***** Stored data
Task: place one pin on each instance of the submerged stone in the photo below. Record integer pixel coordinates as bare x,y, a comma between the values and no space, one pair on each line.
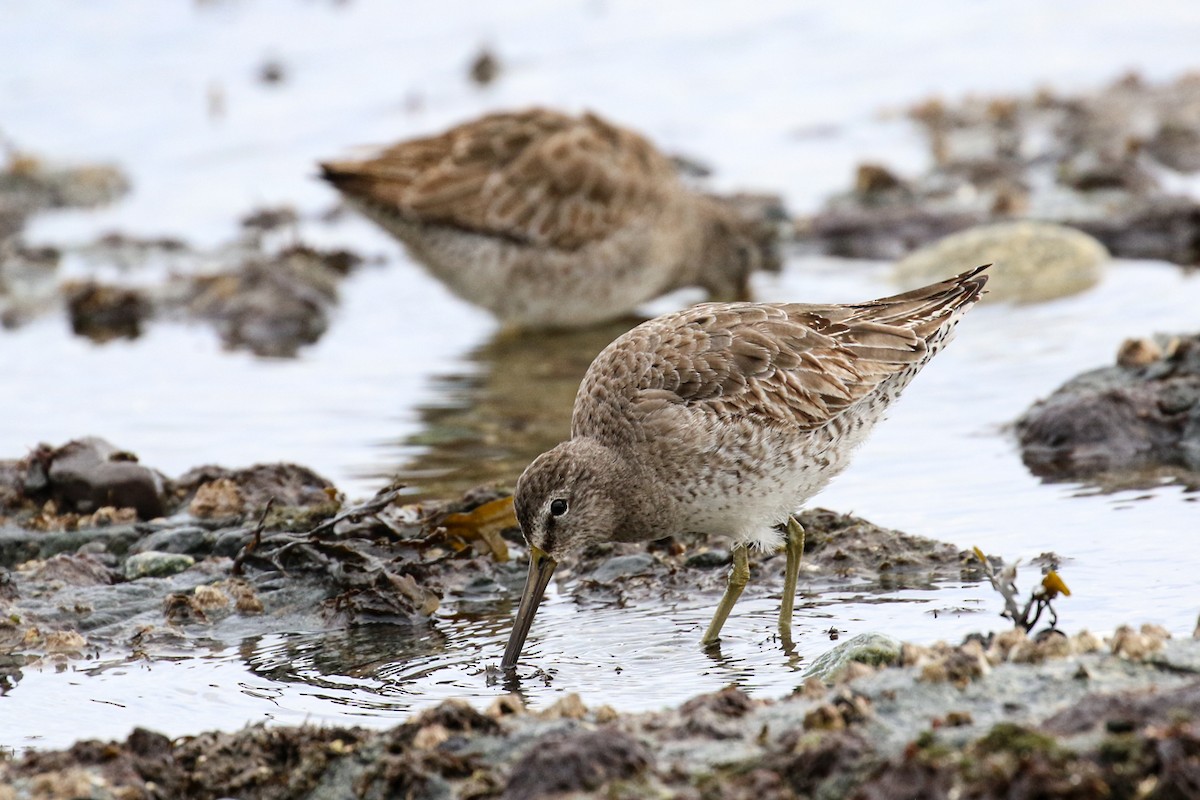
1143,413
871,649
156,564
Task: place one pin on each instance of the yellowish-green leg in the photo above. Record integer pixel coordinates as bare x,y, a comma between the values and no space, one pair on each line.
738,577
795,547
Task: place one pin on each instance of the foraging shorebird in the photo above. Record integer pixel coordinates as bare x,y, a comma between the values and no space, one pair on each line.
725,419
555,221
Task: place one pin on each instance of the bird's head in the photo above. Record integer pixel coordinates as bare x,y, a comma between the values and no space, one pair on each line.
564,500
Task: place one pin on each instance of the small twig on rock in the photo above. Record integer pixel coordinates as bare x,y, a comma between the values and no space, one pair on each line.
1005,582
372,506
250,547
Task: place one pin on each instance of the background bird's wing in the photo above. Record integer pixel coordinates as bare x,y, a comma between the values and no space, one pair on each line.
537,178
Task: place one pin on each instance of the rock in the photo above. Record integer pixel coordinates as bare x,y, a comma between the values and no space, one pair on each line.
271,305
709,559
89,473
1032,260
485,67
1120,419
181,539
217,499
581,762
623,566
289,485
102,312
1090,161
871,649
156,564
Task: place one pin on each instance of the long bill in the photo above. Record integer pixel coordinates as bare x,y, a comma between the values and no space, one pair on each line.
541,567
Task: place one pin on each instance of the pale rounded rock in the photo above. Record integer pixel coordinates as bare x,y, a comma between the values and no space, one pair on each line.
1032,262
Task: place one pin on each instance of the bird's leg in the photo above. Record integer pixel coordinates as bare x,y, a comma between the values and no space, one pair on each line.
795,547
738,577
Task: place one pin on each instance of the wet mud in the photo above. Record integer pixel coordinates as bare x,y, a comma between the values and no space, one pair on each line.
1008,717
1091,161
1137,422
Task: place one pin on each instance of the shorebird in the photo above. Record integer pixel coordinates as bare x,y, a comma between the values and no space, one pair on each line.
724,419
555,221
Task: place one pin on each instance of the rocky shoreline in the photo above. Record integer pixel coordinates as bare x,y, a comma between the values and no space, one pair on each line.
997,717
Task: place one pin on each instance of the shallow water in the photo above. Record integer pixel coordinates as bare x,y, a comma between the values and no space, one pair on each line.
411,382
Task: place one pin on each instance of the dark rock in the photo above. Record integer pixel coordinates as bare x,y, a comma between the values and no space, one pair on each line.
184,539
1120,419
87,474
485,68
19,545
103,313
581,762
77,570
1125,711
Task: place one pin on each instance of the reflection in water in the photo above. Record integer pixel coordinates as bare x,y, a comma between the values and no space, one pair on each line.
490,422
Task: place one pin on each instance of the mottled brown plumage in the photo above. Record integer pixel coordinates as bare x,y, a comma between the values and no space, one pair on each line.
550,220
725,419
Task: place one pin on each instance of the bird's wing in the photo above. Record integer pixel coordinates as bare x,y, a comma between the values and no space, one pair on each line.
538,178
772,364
**********
Requirements: Return all of the records above word for word, leaving out the pictures.

Worked answer:
Task: place one pin on each instance of the submerged stone in the photo below. Record integer pixel coordinates as bare x,y, a comma between the values and no space, one pair on each line.
1143,413
871,649
156,564
Task: place one pin on each instance of the yellowish-green leg in the photo above. Record integer pixel coordinates as bare x,y, a comma between the values and no space, one pair on each line.
738,577
795,547
Task: place one pin on each instance of the foraging shorebird in the photo above. Record integer pixel coordinates as bare x,y, a comma between the values and no space, one pair on each line.
725,419
555,221
Task: place one pin on each instance of the bird's head in the photo above. Record integer pixel coordinates as bare x,y, a comma between the values and no space, one pair on each line.
564,500
Task: place one pin on each instance of the small twig on rock in the photo above. Record integer pixel coordinates as bare x,y, a comma between the values and no space, one pair on each line.
1005,582
372,506
250,547
Task: place one pin on each instance of the background bird's wing in the photo above. Record integer pixel coordinates as bare x,y, a comma between the values and no space, one pair on each line.
537,178
Task: place one pin on each instance of the rock in the photo above. Record integer pixel coordinates as bare x,y, a comma between the values and no space, one pair on each line.
271,305
709,559
89,473
1032,260
485,67
1120,419
181,539
217,499
581,762
623,566
289,485
102,312
1090,161
871,649
156,564
Task: place one pin on each instance of the long bill in the photo above. Record integer pixel coordinates as bare x,y, a comma between the values and no space, one pair on each line.
541,567
Task: place one pin on each instance of the pale rounded rock in the photo above. Record integer pixel coordinates as bare x,y, a comma between the values and no space, one pair on each line.
1032,262
Task: place one pin on each instance of the bird's leg in the photo above. Record integer pixel coordinates as bare x,y, a comma between the values and no space, one pair on each line.
795,547
738,577
Task: place one pin on each instance of the wet mud in the photo above. Record integer pixel coordinates as bare x,y, a comma between the values and no space, one pair on each line.
1008,717
1091,161
1137,422
Task: place one pin on each instance of the shorebird in the photo above. Record integer pixel coordinates as bare x,y, a comma between the values and no space, one pair on each line.
724,419
555,221
Task: place one pin on each instance of the rocky shoreline in the photo above. Record integer pixel coordinates as bare x,y, a comma between the values and no space, one pair on each line.
997,717
Task: place one pin on each instance of the shallow water in the photo above. Record integer pixel coordinates as bare x,y, a comma between the values and no space, one pair on each line.
411,382
Task: place one pin on each instance of the dark rock in the photo above. Record integer pixel coordinates as bare x,y, a comma between the values and no space, one pair on each line.
184,539
1120,419
87,474
485,68
19,545
103,313
581,762
77,570
1125,711
Task: place one pin on each instance of the reflection in water in the photo above. Record integer pixel coordinates as bare x,y, a comma between the values and no space, one pair on each line.
490,422
Task: place one pin on each instance of the mottled brown plumage in the photo above. Record integer pixel coordinates as bare x,y, a comma between the values and no space, one pair on each line.
550,220
725,419
Task: place one pin on each instance of the bird's wing in the photo above. Record integer pixel coordinates as bare x,y, a comma between the values and no space, one pair on each line.
538,178
772,364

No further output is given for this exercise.